Referring expression pointing data:

[Start of section]

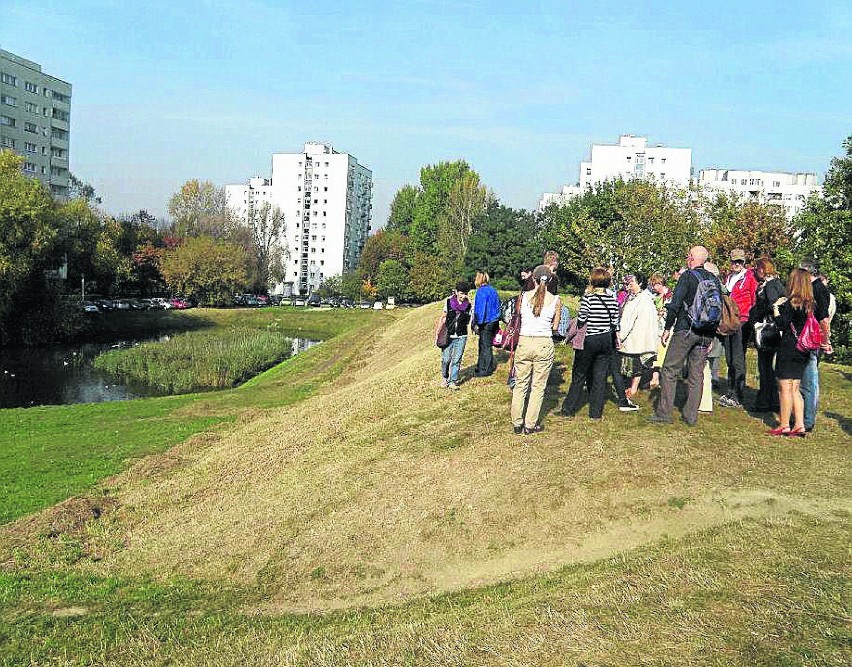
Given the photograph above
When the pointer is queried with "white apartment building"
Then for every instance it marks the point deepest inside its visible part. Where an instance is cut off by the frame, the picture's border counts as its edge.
(630, 158)
(787, 189)
(326, 198)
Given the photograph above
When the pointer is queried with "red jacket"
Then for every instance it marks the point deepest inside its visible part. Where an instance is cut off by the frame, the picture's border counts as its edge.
(744, 293)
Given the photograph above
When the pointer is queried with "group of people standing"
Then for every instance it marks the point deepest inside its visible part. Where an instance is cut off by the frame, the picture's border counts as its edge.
(645, 330)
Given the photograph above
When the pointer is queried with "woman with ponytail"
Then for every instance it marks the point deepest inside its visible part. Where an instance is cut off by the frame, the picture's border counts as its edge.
(540, 312)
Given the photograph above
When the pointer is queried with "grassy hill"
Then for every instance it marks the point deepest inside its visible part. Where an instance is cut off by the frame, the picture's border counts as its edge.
(385, 520)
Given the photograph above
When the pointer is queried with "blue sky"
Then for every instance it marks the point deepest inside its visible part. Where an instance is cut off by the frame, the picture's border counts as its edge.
(167, 91)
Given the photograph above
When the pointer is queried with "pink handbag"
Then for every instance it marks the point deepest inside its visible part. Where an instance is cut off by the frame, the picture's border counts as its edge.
(810, 337)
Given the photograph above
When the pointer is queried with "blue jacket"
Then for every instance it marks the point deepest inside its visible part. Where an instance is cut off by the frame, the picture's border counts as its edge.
(486, 305)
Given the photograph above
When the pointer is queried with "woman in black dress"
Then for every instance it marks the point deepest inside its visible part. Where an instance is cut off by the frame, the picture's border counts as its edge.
(790, 313)
(770, 289)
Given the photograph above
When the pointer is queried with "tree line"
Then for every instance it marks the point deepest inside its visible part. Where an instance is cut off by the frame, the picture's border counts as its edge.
(49, 249)
(446, 227)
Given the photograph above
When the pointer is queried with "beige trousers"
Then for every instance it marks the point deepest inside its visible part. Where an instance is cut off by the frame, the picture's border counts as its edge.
(533, 361)
(706, 404)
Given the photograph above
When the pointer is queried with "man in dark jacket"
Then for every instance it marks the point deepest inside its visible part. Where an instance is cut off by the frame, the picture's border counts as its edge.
(684, 342)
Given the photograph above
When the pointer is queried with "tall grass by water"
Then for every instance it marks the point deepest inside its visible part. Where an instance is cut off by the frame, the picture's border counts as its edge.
(198, 360)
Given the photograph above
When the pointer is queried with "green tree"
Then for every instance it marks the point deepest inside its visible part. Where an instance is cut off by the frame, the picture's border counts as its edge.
(381, 246)
(466, 201)
(79, 189)
(824, 233)
(30, 236)
(393, 280)
(199, 208)
(627, 226)
(402, 209)
(146, 268)
(430, 278)
(503, 241)
(208, 270)
(759, 228)
(350, 285)
(267, 229)
(436, 183)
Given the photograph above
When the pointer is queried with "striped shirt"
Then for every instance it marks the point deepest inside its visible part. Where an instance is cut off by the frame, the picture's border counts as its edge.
(599, 312)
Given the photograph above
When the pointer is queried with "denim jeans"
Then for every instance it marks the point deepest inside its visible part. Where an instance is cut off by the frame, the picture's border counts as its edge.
(451, 358)
(809, 388)
(485, 363)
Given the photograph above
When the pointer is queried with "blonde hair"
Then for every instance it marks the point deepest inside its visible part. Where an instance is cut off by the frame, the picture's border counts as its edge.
(800, 292)
(542, 275)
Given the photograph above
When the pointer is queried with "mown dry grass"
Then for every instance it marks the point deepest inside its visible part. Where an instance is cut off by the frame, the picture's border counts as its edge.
(385, 487)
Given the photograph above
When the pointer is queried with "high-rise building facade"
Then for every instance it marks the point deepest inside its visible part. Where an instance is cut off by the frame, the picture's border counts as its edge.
(789, 190)
(630, 158)
(326, 198)
(35, 120)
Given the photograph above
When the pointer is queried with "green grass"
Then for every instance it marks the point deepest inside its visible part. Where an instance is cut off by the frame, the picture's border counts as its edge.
(766, 592)
(48, 454)
(198, 360)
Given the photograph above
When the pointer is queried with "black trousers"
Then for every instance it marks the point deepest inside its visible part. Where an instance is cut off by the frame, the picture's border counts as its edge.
(735, 357)
(767, 395)
(485, 361)
(592, 363)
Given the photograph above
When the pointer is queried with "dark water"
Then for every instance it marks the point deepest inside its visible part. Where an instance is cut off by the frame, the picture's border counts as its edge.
(61, 375)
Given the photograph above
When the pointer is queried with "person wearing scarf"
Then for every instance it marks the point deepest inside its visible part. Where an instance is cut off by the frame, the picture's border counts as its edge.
(457, 312)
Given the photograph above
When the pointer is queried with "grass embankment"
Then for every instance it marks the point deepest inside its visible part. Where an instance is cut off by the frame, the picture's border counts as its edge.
(398, 507)
(50, 453)
(198, 360)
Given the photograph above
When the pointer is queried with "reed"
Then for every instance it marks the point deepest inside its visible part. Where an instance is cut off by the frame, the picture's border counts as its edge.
(198, 360)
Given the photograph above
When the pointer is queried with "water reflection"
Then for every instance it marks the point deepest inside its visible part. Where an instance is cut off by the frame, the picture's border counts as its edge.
(64, 374)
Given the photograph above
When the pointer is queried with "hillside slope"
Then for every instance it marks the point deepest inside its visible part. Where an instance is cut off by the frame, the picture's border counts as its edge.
(386, 486)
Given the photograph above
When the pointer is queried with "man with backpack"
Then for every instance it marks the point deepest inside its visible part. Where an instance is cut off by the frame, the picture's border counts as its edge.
(692, 317)
(742, 287)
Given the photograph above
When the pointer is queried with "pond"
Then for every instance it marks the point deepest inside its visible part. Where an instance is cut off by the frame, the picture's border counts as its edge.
(61, 375)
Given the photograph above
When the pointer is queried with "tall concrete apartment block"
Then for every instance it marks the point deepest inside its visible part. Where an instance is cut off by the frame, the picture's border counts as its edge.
(790, 190)
(326, 197)
(630, 158)
(35, 120)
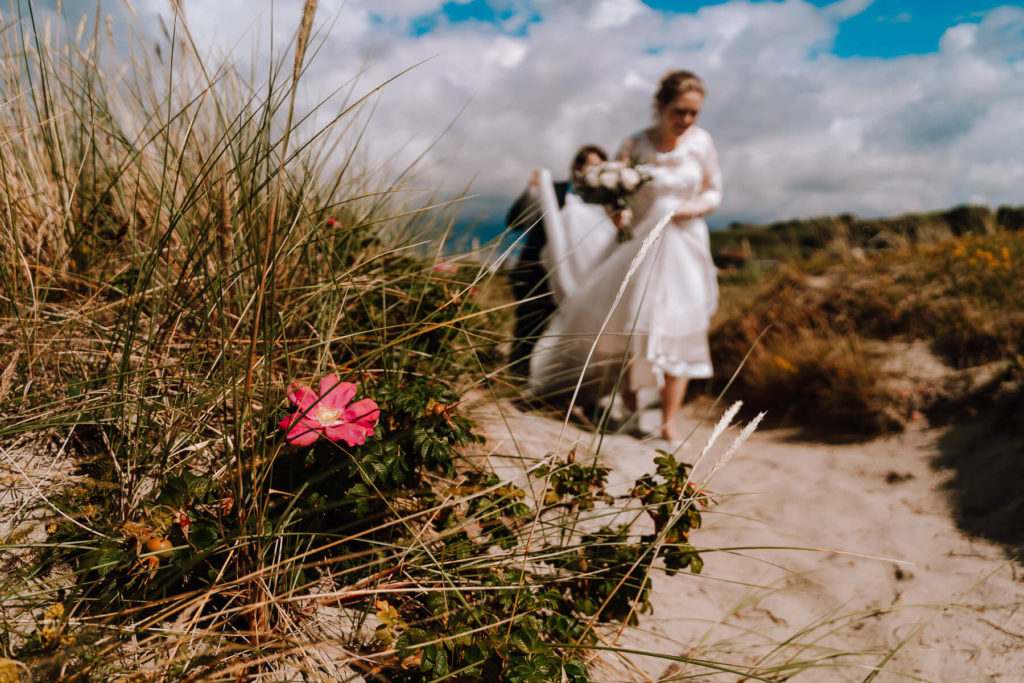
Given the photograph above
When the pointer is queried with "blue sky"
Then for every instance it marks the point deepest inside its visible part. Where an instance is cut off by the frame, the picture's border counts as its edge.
(885, 29)
(870, 107)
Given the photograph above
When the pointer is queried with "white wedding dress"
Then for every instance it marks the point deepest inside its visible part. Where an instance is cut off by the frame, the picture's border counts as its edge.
(580, 237)
(643, 311)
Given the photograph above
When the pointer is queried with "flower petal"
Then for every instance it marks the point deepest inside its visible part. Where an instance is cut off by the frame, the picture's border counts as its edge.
(302, 435)
(335, 393)
(301, 395)
(364, 412)
(351, 433)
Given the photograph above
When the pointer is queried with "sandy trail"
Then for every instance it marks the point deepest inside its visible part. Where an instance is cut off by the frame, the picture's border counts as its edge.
(896, 590)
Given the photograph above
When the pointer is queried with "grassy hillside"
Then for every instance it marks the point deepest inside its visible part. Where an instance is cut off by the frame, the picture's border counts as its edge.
(862, 326)
(793, 240)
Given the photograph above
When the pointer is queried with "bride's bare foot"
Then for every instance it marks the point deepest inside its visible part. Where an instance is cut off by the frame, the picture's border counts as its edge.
(670, 433)
(630, 399)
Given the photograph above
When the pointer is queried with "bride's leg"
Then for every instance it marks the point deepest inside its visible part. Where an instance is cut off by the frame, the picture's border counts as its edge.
(672, 399)
(630, 398)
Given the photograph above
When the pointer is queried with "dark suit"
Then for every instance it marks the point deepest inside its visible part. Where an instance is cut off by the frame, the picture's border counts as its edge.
(528, 279)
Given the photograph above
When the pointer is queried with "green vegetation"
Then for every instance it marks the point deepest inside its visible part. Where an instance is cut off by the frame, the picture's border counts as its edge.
(180, 252)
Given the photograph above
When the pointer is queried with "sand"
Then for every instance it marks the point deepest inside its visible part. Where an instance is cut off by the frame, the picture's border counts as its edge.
(836, 562)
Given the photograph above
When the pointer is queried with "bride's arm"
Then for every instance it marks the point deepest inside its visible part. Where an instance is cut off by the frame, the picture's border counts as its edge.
(711, 190)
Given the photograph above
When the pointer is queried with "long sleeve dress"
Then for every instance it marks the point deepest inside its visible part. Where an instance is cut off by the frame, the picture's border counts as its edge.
(644, 311)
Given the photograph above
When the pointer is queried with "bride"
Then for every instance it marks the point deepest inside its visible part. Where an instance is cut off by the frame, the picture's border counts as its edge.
(640, 317)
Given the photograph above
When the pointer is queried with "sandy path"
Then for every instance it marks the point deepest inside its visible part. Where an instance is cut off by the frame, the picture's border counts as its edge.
(896, 572)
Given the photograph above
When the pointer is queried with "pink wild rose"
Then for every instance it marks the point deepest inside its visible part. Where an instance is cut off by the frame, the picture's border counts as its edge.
(330, 414)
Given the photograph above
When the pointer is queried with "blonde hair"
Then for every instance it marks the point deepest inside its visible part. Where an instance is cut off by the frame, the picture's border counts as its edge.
(674, 84)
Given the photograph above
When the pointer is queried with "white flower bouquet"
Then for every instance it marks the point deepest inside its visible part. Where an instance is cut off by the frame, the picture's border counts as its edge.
(612, 184)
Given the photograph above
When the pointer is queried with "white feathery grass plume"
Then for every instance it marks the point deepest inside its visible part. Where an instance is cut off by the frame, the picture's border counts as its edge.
(720, 427)
(744, 434)
(648, 242)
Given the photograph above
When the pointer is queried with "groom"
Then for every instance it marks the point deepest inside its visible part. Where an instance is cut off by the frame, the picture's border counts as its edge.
(528, 279)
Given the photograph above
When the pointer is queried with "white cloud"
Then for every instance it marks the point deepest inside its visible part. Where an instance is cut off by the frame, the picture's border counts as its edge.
(799, 130)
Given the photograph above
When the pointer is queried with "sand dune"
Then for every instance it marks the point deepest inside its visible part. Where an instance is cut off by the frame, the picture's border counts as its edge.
(846, 561)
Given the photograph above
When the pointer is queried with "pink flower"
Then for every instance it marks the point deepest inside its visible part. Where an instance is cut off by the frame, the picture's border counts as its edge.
(329, 414)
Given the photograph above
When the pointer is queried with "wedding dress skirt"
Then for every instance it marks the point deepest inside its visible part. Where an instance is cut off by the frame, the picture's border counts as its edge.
(644, 310)
(580, 237)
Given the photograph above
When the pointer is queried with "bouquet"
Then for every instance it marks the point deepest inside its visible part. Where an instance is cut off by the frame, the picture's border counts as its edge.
(612, 183)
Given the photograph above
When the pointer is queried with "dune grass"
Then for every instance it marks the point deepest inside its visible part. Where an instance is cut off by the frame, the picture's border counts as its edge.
(178, 247)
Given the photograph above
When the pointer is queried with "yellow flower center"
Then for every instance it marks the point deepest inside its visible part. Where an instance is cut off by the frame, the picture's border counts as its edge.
(327, 416)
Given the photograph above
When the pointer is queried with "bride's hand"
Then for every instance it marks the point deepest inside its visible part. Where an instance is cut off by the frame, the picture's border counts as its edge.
(691, 210)
(684, 213)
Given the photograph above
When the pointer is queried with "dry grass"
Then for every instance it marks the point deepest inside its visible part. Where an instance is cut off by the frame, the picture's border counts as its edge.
(826, 323)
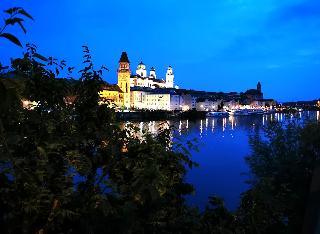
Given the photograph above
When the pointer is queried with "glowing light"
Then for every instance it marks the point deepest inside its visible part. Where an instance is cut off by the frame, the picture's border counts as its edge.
(224, 124)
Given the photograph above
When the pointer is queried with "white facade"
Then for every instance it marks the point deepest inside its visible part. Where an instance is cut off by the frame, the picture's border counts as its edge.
(141, 70)
(176, 102)
(142, 79)
(169, 78)
(157, 101)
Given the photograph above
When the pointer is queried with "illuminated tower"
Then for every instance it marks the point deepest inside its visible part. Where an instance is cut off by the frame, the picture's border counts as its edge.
(141, 70)
(169, 77)
(153, 73)
(124, 79)
(259, 87)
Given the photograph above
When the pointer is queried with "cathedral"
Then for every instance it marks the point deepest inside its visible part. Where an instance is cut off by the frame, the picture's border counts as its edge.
(142, 79)
(120, 94)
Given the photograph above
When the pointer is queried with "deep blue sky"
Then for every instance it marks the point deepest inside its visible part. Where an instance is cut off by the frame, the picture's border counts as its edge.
(216, 45)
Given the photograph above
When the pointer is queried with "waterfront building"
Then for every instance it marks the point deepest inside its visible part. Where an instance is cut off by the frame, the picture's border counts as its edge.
(142, 79)
(143, 91)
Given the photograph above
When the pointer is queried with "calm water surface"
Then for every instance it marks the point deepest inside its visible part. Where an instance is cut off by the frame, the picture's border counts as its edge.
(222, 146)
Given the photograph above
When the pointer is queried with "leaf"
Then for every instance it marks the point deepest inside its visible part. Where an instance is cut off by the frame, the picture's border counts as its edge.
(26, 14)
(11, 38)
(12, 10)
(22, 27)
(13, 21)
(39, 56)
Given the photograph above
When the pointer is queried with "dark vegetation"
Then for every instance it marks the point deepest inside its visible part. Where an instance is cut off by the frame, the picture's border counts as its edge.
(69, 168)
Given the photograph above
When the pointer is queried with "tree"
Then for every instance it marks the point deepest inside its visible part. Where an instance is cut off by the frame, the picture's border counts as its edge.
(282, 165)
(17, 15)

[End of section]

■ WORK ORDER ■
The lines sought are those in the data above that include the string "flower"; copy each one.

■ RESULT OF THE TASK ■
When the pointer is queried with "flower petal"
When the pointer is queried with "white flower bouquet"
When the pointer is queried with "pink flower"
When the pointer is queried with "yellow flower center"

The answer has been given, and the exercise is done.